● **Given information**:
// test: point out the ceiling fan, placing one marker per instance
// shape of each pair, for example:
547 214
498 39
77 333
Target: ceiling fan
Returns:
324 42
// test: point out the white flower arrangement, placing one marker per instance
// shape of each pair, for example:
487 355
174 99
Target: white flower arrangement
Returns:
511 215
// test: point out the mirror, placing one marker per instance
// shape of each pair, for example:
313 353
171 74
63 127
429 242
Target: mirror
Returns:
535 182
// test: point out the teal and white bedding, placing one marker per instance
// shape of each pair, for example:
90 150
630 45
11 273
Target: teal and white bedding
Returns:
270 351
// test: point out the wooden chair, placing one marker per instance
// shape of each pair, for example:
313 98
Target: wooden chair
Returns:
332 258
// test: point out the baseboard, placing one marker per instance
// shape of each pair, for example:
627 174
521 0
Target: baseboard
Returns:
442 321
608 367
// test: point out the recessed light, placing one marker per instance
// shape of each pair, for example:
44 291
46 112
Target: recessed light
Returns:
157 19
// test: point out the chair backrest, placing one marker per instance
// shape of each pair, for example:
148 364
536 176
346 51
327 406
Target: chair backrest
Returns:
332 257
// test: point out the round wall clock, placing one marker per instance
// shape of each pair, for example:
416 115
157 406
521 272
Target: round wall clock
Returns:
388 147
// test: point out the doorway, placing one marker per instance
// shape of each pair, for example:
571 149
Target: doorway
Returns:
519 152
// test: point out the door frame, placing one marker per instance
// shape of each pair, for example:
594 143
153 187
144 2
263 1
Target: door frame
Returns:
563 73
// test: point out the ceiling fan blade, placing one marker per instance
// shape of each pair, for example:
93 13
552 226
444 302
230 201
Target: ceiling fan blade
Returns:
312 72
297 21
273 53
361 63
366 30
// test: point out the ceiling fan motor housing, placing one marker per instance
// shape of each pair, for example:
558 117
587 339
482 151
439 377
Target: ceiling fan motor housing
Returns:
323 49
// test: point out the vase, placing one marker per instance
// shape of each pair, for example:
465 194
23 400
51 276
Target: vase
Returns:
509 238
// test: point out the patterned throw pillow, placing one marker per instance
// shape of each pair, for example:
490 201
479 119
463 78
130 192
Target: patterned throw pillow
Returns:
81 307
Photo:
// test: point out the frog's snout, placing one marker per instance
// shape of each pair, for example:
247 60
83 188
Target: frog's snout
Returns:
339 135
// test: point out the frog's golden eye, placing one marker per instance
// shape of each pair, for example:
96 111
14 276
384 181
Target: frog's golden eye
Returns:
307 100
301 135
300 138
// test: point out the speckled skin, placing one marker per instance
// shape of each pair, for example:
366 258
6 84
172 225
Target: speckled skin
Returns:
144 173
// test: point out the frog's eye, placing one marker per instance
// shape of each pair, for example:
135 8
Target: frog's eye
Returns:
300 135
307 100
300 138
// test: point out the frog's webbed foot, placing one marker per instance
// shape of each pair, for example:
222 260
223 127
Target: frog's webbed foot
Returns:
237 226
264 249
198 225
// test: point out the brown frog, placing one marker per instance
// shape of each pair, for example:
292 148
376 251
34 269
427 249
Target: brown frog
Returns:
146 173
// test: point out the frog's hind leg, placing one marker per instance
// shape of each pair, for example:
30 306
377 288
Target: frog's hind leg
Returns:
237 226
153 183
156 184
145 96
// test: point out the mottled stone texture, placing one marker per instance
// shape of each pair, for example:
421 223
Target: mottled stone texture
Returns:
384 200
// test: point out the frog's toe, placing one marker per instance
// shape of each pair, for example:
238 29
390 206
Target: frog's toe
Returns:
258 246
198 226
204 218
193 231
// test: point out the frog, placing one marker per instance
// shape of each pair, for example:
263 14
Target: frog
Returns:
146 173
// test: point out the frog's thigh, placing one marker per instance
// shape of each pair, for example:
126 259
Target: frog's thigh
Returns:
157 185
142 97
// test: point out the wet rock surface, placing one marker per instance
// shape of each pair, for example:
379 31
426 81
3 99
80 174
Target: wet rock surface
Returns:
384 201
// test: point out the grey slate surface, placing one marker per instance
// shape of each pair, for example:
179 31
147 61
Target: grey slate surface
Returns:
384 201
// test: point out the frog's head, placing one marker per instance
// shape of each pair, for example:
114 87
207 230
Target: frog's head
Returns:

● **Exercise objective**: Reproduce the full listing exactly.

● **Response to this task**:
// test: point out the ceiling fan, placing one marker per instance
// shape of each pair, for example:
547 214
498 39
77 333
Target: ceiling fan
Returns:
324 42
// test: point out the white flower arrangement, placing one marker per instance
// shape of each pair, for example:
487 355
174 99
Target: white flower arrangement
Returns:
511 215
// test: point out the mirror, placing one marker per instance
// shape of each pair, for example:
313 353
171 74
63 127
429 242
Target: mirror
Returns:
535 182
// test: point out the teal and white bedding, placing one marker per instance
// shape of each pair, for example:
90 150
630 45
11 273
Target: teal and white bedding
Returns:
270 351
// test: point out the wooden chair, placing one marker per instance
// shape of each pair, for example:
313 98
Target: wooden chair
Returns:
332 258
// test: point out the baseboard, placing one marker per instance
// shape of each pair, for example:
627 174
521 0
Target: baseboard
Returns:
442 321
608 367
// test: point out the recessed light, placing one marker per instance
// shape of each pair, for example:
44 291
46 112
Target: recessed light
Returns:
157 19
// test: point out the chair backrest, placing one marker per instance
// shape of each pair, for example:
148 364
536 176
346 51
327 406
Target: chair backrest
Returns:
332 257
// test: point out the round wall clock, placing one marker per instance
// shape of each pair, for example:
416 115
157 406
521 272
Target: round wall clock
Returns:
388 147
// test: point out the doorway, placing one marker per instance
// shape of each pair, for example:
571 149
Target: doorway
Returns:
519 152
// test: point out the door frame, placing one marker per instance
// shape of each pair, for example:
594 143
153 187
144 2
263 1
Target: door frame
Returns:
563 73
// test: point out the ceiling fan blade, placing one marker per instance
// shape of each pair, for example:
93 13
552 226
444 302
230 201
Target: ceiling fan blade
Returns:
312 72
297 21
273 53
361 63
366 30
// test: point out the ceiling fan motor housing, placing one marker per instance
// shape of each pair, for example:
558 117
587 339
482 151
439 377
Target: ceiling fan motor housing
Returns:
323 49
// test: point out the vase, placing one marker per instance
// shape of each pair, for example:
465 194
23 400
51 276
Target: vase
Returns:
509 238
// test: point out the patterned throw pillow, placing one marker per instance
// shape of each pair, for example:
490 201
479 119
463 78
130 192
Target: patterned throw pillow
Returns:
81 307
Photo:
// test: point out the frog's snout, placing one marker per instance
// shape of each pair, for example:
247 60
83 188
Target: frog's snout
Returns:
339 135
// test: point out the frog's golden eye, placing one marker per instance
// shape of each pair, for example:
96 111
14 276
384 181
Target: frog's golden eye
Returns:
307 100
301 135
300 138
// test: point out the speckled skin, placing one marker per instance
// shape of each pair, for example:
366 258
6 84
172 225
Target: speckled skin
Returns:
144 173
// test: point out the frog's eye, placing one marker per instance
// shape of each pair, for example:
135 8
Target: frog's eye
Returns:
300 135
307 100
300 138
// test: point out the frog's webbed foot, placing one marker per instance
// shape of each pair, for example:
222 260
223 127
Target: frog's webbed foot
Returns:
237 226
264 249
198 225
// test: point out the brown frog, placing one marker per instance
// shape of each pair, for example:
292 148
376 251
34 269
427 249
Target: brown frog
Returns:
146 173
// test: point out the frog's hind leg, placing one marker per instance
// shape of each pair, for example:
30 306
377 288
Target: frog's hind leg
Returns:
237 226
153 183
156 184
145 96
// test: point out the mottled stone texture, placing one marker per instance
// shape of each pair, for example:
421 223
Target: mottled stone texture
Returns:
384 200
// test: point out the frog's toe, placing one marker per instance
// shape of each pair, for example:
238 29
390 206
Target: frog's toe
Returns:
258 246
198 226
204 218
193 231
// test: point out the frog, placing one marker per instance
// shape of each pair, for example:
263 14
Target: frog
Returns:
146 173
// test: point out the frog's thigh, placing one marker per instance
// shape of each pair, for example:
126 259
Target: frog's thigh
Returns:
157 185
142 97
// test: point out the wet rock surface, placing one marker per instance
// shape of each pair, for example:
379 31
426 81
3 99
80 174
Target: wet rock surface
Returns:
384 201
// test: point out the grey slate surface, placing one marker per instance
// shape of each pair, for example:
179 31
147 61
Target: grey slate surface
Returns:
384 201
// test: point out the frog's head, placing one marker per instance
// shape of each pair, for example:
114 87
207 230
Target: frog's head
Returns:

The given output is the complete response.